━━━ QUOTED PASSAGE ━━━
A week or so ago I wrote about how comics are particularly different from just about any other medium. I tried to illustrate this by showing, in the words of Scott McCloud, that “Juxtaposed pictorial and other images in deliberate sequence, (1993:8)” fine-tuning by the artists hand, and deliberate planning by the writer can use visuals carry the weight of paragraphs of exposition. Don’t get me wrong. Reading pages, paragraphs, or sentences of exposition are probably my favorite part of fiction, better in some cases that the evolving storyline. Why? Because, when it’s done well, you can see it in your incredibly opulent imagination. In comics, which we have come to agree in this blog is what a graphic novel is when it’s not being self-conscious, the burden lies heavily on the visual. In this respect, sequential art shares something with the movies. But as the prolific, acclaimed writer of comics Alan Moore says, a film moves at a predetermined pace, “…if I’m watching a film I’m trapped in the rigid framework dictated by the film’s running time. I must immerse myself in the flow of the film and hope I’ll pick up on enough of the constant flow of details to make coherent sense of the story at the end.” (2007:5). This brings to light the idea of time and how only comics, thus far, can address it in a wholly unique way. On the comics’ page as the panels flow from one image to the next, we can capture time, past present and future within the same viewspace. Ah, but with a DVD, I can go back and forth as well. Yes, but currently that is still a linear experience. I cannot see them all at the same time and because they are all in front of me on the comics’ page, I am getting a unique and particularly different experience.

Add to that the multi-modal braining that is required to interpret image and word along with the leap between panels (the gutter, the gap, the whitespace) the “closure” required to bridge what is happening from image to image is yet another example of the otherly nature of the art form. And this is by no means an exhaustive list of what separates the comics medium from the rest of narrative form — just another one.

McCloud, Scott. 1993. Understanding Comics. New York: Paradox Press.

Moore, Alan. 2007. Alan Moore’s Writing for Comics. Rantoul, IL: Avatar Press.
━━━ RECORDS PROVIDED ━━━
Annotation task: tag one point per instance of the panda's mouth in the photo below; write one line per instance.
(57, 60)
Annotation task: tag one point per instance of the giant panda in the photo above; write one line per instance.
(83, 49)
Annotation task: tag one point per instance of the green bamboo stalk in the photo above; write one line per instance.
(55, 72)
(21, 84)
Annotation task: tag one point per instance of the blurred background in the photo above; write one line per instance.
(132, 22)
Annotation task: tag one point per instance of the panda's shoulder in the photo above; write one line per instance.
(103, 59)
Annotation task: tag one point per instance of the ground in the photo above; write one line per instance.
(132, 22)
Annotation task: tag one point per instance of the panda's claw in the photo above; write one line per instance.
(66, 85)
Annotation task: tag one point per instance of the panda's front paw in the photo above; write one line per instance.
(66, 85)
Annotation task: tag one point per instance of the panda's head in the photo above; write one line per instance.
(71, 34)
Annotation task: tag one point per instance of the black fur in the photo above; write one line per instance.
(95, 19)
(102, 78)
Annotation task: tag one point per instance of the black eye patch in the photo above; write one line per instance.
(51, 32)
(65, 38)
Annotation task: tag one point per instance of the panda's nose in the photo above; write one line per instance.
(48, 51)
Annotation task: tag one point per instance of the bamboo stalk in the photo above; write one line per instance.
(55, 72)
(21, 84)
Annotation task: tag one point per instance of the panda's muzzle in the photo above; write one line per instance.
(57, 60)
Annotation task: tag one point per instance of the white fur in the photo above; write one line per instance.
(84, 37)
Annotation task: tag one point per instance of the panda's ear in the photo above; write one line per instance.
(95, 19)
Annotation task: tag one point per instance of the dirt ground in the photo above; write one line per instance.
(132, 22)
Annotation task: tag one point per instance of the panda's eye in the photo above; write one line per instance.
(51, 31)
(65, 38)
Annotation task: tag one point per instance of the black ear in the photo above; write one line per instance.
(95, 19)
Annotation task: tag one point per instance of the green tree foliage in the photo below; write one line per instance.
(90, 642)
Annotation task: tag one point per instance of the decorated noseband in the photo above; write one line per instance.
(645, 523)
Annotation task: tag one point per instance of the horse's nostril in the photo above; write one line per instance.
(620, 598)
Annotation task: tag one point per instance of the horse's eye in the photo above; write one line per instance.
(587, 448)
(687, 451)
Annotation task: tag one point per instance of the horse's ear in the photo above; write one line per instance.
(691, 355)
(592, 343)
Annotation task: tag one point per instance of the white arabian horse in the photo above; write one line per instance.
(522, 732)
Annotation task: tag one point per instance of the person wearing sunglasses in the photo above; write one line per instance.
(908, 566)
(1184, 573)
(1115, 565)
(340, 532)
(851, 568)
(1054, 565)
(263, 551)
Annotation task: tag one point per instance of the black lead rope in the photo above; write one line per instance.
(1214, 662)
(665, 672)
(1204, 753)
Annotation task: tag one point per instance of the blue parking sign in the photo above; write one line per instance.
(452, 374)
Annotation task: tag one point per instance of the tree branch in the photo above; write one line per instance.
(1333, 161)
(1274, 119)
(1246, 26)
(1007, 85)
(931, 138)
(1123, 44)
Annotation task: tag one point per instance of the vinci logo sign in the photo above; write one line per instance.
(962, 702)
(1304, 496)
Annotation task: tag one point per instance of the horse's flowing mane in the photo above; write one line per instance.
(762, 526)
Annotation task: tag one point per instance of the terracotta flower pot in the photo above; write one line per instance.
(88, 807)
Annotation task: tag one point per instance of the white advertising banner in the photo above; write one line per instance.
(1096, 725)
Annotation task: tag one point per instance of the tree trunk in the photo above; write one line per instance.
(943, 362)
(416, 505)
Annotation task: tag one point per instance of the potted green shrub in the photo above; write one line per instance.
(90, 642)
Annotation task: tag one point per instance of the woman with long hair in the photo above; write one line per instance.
━━━
▶ _ACTIONS TO TAKE_:
**A)** Answer these questions from the passage on comics.
(i) Which writer of comics says a film moves at a predetermined pace?
(ii) What term does the passage put in quotation marks for bridging what is happening from image to image?
(iii) What press published Understanding Comics?
**B)** Reproduce the part of the passage on comics starting with "Add to that" and going on through "IL: Avatar Press.".

▶ _PROBLEM SOLUTIONS_:
**A)**
(i) Alan Moore
(ii) Closure
(iii) Paradox Press

**B)**
Add to that the multi-modal braining that is required to interpret image and word along with the leap between panels (the gutter, the gap, the whitespace) the “closure” required to bridge what is happening from image to image is yet another example of the otherly nature of the art form. And this is by no means an exhaustive list of what separates the comics medium from the rest of narrative form — just another one.

McCloud, Scott. 1993. Understanding Comics. New York: Paradox Press.

Moore, Alan. 2007. Alan Moore’s Writing for Comics. Rantoul, IL: Avatar Press.